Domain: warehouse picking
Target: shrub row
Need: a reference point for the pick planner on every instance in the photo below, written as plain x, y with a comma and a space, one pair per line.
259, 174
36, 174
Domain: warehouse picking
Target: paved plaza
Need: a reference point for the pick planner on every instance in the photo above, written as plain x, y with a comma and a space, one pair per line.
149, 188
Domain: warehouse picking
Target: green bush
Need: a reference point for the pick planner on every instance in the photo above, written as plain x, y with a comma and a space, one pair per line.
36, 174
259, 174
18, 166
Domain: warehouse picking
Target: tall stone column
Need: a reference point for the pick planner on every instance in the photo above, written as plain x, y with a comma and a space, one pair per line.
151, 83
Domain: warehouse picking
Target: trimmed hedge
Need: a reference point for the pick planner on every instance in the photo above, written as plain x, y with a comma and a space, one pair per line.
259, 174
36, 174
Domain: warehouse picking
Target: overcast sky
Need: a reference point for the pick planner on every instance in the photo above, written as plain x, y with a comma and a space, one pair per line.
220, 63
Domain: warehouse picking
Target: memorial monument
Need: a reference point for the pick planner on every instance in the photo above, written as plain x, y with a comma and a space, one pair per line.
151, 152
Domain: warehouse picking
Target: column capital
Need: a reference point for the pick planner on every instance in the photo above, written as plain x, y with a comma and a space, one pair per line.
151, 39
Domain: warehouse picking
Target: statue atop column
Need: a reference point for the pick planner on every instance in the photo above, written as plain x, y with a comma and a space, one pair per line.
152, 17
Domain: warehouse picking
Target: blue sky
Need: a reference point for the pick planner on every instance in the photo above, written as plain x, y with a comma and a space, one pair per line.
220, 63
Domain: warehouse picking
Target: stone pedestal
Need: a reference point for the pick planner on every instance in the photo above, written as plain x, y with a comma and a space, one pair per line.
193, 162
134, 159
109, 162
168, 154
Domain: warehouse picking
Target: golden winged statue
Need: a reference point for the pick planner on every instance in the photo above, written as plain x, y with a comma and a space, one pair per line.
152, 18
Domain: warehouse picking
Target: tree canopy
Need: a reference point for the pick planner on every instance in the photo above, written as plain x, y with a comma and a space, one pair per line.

━━━━━━━━━━

■ **Instructions for the task**: Retype every entry word for word.

■ **Solution to the exercise**:
Domain: warehouse picking
Target: shrub row
Need: a reference point for the pick planner on every instance in the photo below, written as plain x, y with a comma and a space, one pair per line.
259, 174
36, 174
Domain: warehouse picking
Target: paved plaza
Need: a reference point for the pick planner on every instance in the photo above, written as plain x, y with a comma and a space, one pair per line.
149, 188
Domain: warehouse picking
Target: green bush
Need: a reference point for the pick planner on every instance in the photo above, written as plain x, y with a comma and a space, one pair per line.
36, 174
259, 174
18, 166
Domain: warehouse picking
Target: tall stone column
Need: a reference point for the pick planner on every instance in the photo above, written as plain x, y with a comma and a space, one pair per line.
151, 83
Domain: warehouse picking
Target: trimmed hedge
Need: a reference point for the pick planner on every instance in the photo above, written as plain x, y with a comma and a space, one pair per line.
259, 174
36, 174
Domain: warehouse picking
Target: overcast sky
Need: a reference point for the pick planner on every instance in the photo above, written as plain x, y with a comma and a space, one pair per line.
220, 63
Domain: warehouse picking
Target: memorial monument
Need: a reference point for the pick planner on every instance in the photo above, written as plain x, y with a comma and a space, one pair per line.
151, 152
Domain: warehouse picking
Target: column capital
Need: a reference point for the pick planner on every instance in the photo above, written as plain x, y with a comma and a space, one pair per line.
151, 39
Domain: warehouse picking
Target: statue atop column
Need: a reference point for the pick planner on every instance in the photo above, written as plain x, y with a comma and a space, one pair per line.
152, 17
Domain: warehouse picking
Target: blue sky
Need: a reference point for the pick planner on every instance in the photo above, written as plain x, y with a comma and a space, one pair per line.
220, 63
Domain: warehouse picking
Target: stone pedestal
Need: a reference point for the pick planner on every instance in the photo above, written as plain x, y with a comma and a space, one pair per line.
193, 162
134, 159
109, 162
168, 154
Domain: warehouse picking
Target: golden winged statue
Need: a reference point for the pick planner on every instance in the photo above, written as plain x, y with a comma and a space, one pair per line.
152, 18
Domain: warehouse picking
Target: tree canopy
Need: a reference point for the pick planner on every instance in the photo above, written as plain x, y with a comma and a space, one pair per line.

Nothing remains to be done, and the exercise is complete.